Chegar ao ponto de ter o seu imóvel leiloado pode trazer muitas apreensões, angústias, medos e insegurança.

O procedimento de leilão extrajudicial tem, porém, de observar vários detalhes que estão previstos na lei, sem os quais, todo o procedimento pode ser anulado ou, então, pode ser revertido em indenização para aquele que teve o seu imóvel leiloado.

Não é incomum, encontrar, em vários casos, irregularidades no procedimento do leilão que resultam em nulidades.

Uma dessas nulidades é relativa ao preço pelo qual o imóvel pode ser arrematado nesse leilão.

Por qual valor um imóvel pode ser arrematado no leilão extrajudicial?

A lei que trata desse tema, Lei de n.º 9.514/97, estipula em seu art. 27, a realização de dois leilões.

No primeiro leilão, segundo o § 1º, do artigo acima citado, o imóvel deve ser leiloado pelo seu preço de avaliação.

### O que fazer
Por favor, liste tudo o que, segundo o texto sobre leilão extrajudicial, pode ser trazido por chegar ao ponto de ter o imóvel leiloado. Baseie-se somente no texto.

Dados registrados

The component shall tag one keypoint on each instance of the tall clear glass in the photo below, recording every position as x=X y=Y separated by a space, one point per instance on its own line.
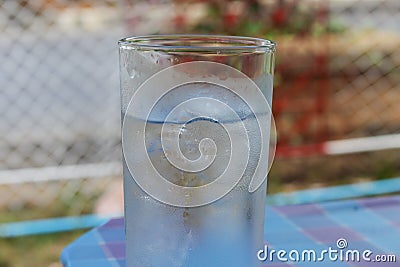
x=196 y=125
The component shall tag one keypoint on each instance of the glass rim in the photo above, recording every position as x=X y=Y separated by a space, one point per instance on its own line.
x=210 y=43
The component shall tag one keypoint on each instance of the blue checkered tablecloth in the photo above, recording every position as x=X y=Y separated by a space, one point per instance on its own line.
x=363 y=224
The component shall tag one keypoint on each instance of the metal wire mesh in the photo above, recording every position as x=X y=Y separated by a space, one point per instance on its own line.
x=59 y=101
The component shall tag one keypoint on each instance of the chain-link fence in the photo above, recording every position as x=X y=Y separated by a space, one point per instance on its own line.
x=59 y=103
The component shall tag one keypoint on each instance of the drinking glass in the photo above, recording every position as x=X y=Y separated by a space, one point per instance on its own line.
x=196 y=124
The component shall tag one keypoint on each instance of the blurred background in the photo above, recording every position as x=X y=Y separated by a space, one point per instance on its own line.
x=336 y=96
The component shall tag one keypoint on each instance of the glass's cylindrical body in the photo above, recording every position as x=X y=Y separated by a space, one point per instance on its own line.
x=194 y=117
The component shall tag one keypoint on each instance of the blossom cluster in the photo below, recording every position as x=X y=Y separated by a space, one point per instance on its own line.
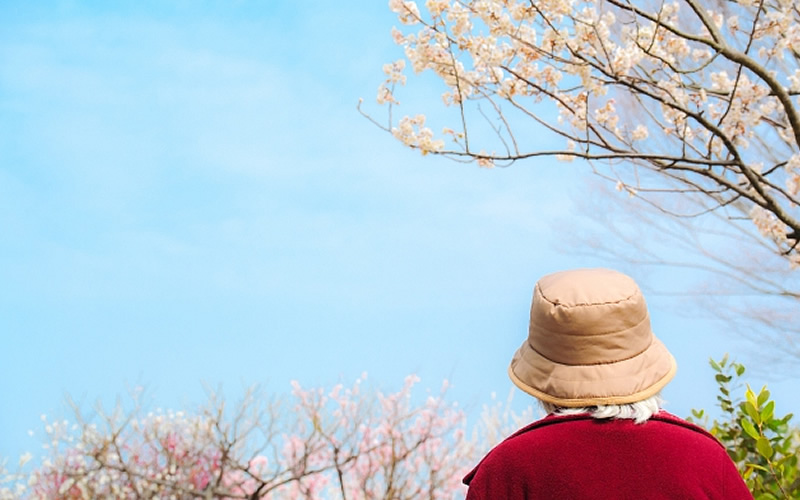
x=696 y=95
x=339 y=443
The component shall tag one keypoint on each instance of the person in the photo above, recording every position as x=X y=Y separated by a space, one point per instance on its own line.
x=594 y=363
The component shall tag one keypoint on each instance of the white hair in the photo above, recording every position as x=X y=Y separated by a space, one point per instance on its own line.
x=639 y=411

==

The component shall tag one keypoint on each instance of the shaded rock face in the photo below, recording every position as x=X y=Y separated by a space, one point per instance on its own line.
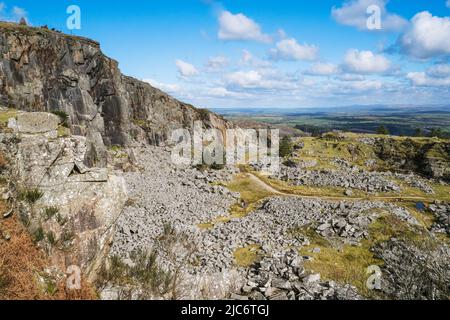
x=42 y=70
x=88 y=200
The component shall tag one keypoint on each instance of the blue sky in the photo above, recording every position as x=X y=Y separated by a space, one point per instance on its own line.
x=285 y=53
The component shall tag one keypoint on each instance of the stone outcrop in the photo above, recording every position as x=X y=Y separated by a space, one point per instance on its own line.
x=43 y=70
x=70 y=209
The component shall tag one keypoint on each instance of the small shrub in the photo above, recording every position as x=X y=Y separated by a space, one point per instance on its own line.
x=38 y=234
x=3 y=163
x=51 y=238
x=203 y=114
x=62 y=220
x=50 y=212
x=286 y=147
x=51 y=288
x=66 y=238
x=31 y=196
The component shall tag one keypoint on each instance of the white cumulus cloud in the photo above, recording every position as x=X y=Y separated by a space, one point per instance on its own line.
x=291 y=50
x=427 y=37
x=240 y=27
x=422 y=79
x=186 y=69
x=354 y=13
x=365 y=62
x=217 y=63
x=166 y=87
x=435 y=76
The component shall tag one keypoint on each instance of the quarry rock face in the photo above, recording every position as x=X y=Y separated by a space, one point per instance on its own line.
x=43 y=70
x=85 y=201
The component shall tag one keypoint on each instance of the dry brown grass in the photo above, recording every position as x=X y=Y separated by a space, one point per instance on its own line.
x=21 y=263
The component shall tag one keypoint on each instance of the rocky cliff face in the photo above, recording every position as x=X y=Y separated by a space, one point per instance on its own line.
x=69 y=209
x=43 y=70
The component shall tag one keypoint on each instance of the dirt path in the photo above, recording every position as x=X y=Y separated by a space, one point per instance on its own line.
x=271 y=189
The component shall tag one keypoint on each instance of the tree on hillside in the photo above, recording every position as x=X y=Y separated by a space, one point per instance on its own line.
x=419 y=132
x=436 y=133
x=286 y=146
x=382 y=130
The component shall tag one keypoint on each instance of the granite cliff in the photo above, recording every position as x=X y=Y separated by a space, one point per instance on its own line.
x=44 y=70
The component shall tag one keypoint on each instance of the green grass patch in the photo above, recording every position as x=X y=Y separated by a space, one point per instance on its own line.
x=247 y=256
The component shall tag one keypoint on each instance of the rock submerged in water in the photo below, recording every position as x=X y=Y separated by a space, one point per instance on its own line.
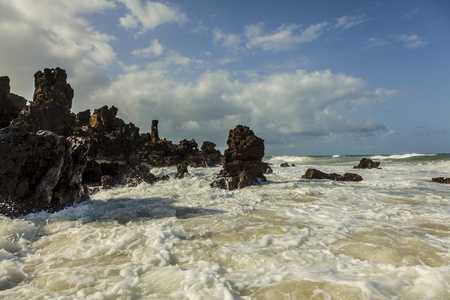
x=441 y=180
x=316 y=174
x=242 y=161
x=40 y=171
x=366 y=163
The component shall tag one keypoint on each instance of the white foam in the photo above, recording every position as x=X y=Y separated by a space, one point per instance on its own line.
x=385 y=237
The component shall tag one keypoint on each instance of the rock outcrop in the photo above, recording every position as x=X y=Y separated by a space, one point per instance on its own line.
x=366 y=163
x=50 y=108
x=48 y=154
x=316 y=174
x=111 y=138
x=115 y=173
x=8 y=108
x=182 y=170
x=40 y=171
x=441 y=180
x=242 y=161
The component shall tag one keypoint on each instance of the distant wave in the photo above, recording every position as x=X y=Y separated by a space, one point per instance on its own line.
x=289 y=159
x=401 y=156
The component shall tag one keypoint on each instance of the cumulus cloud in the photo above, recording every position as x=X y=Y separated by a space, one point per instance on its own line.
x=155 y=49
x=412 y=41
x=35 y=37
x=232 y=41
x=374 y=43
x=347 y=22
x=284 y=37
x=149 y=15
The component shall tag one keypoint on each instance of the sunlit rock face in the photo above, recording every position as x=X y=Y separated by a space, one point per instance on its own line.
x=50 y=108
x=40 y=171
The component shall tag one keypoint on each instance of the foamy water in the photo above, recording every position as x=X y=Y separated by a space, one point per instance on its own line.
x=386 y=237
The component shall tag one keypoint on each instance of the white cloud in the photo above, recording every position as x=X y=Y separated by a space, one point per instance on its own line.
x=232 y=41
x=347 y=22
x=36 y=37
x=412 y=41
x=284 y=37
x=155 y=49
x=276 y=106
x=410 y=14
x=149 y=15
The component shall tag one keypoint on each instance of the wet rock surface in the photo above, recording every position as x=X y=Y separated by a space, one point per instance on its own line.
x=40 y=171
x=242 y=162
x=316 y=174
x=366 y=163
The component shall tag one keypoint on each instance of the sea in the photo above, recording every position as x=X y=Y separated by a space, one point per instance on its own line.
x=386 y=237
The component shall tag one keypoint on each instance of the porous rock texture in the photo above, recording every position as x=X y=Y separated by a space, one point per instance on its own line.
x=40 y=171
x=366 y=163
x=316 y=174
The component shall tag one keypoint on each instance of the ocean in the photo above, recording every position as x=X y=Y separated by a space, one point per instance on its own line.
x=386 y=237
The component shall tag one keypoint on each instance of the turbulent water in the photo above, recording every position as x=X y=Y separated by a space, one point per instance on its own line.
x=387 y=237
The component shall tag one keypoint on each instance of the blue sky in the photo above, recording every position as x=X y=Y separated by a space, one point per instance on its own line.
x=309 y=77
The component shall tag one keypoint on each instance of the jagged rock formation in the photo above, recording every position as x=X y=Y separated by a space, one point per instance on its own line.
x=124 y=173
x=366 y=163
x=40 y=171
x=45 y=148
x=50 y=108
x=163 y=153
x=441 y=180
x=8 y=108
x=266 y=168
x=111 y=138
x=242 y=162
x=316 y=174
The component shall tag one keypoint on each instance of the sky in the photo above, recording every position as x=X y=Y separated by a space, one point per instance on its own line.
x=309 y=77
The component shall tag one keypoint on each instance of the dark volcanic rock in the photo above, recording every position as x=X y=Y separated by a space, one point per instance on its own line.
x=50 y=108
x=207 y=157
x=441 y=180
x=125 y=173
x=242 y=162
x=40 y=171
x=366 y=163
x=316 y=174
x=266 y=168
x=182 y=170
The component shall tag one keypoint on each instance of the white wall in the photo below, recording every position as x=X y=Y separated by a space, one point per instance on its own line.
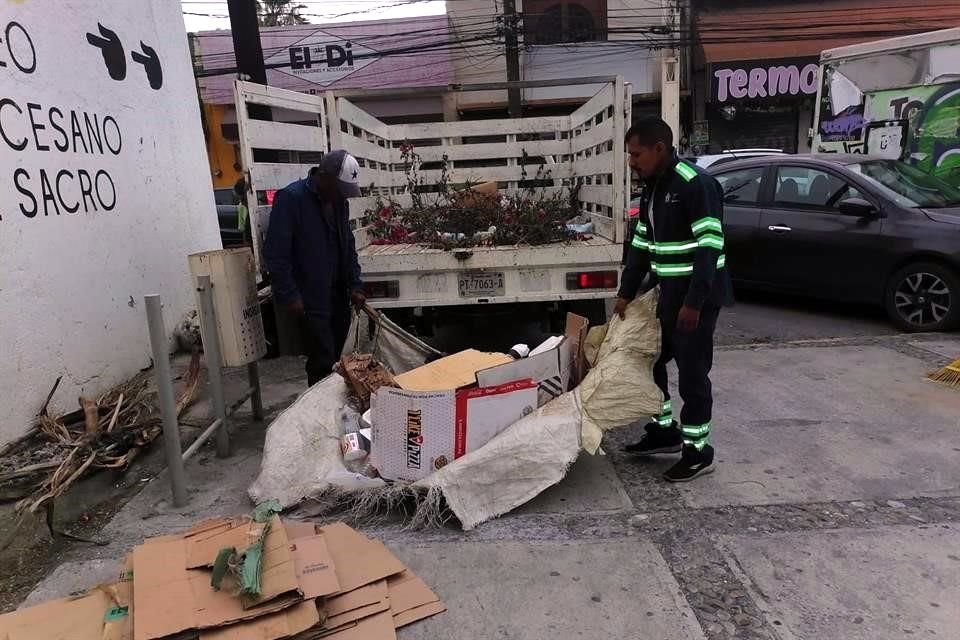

### Resposta correta
apreensões, angústias, medos e insegurança